--- START Data shown ---

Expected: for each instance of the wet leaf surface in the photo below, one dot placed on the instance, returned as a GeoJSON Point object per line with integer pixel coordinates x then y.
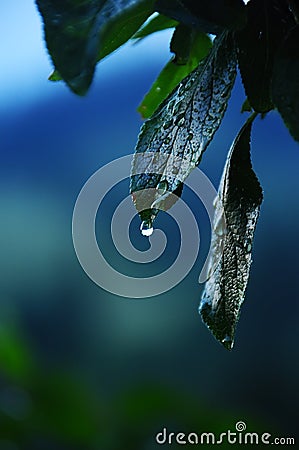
{"type": "Point", "coordinates": [236, 215]}
{"type": "Point", "coordinates": [188, 55]}
{"type": "Point", "coordinates": [173, 140]}
{"type": "Point", "coordinates": [79, 33]}
{"type": "Point", "coordinates": [210, 16]}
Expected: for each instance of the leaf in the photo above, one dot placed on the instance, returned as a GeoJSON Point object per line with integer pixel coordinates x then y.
{"type": "Point", "coordinates": [237, 210]}
{"type": "Point", "coordinates": [285, 84]}
{"type": "Point", "coordinates": [172, 74]}
{"type": "Point", "coordinates": [268, 22]}
{"type": "Point", "coordinates": [210, 16]}
{"type": "Point", "coordinates": [173, 140]}
{"type": "Point", "coordinates": [80, 32]}
{"type": "Point", "coordinates": [157, 23]}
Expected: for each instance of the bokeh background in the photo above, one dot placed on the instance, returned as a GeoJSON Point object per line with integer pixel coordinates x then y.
{"type": "Point", "coordinates": [81, 368]}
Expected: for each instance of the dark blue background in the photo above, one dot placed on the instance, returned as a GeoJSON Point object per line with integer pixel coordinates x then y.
{"type": "Point", "coordinates": [51, 142]}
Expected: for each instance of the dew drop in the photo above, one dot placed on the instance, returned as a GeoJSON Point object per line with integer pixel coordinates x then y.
{"type": "Point", "coordinates": [146, 228]}
{"type": "Point", "coordinates": [162, 187]}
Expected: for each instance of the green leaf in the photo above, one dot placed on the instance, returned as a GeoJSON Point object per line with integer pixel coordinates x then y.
{"type": "Point", "coordinates": [16, 360]}
{"type": "Point", "coordinates": [157, 23]}
{"type": "Point", "coordinates": [268, 22]}
{"type": "Point", "coordinates": [210, 16]}
{"type": "Point", "coordinates": [173, 140]}
{"type": "Point", "coordinates": [173, 74]}
{"type": "Point", "coordinates": [285, 84]}
{"type": "Point", "coordinates": [236, 214]}
{"type": "Point", "coordinates": [78, 33]}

--- END Data shown ---

Rescale the data from the line containing "Expected: for each instance of the dew" through the end of the data, inclusive, reproducing every line with the requests unchanged. Multiply each point coordinate in the answers by 1.15 and round to whole numbers, rounding halves up.

* **Solution**:
Expected: for each instance of the dew drop in the photo above, one dot placed on the instance, returned as a GeoJSON Point object per line with integer pixel coordinates x then y.
{"type": "Point", "coordinates": [168, 262]}
{"type": "Point", "coordinates": [186, 215]}
Expected: for each instance of the green leaf in the photo above, one dot placed on the instance, returned as a GeoJSON Point object per line with integer pixel coordinates x then y.
{"type": "Point", "coordinates": [18, 414]}
{"type": "Point", "coordinates": [181, 26]}
{"type": "Point", "coordinates": [308, 25]}
{"type": "Point", "coordinates": [242, 18]}
{"type": "Point", "coordinates": [199, 161]}
{"type": "Point", "coordinates": [199, 85]}
{"type": "Point", "coordinates": [328, 97]}
{"type": "Point", "coordinates": [271, 246]}
{"type": "Point", "coordinates": [90, 38]}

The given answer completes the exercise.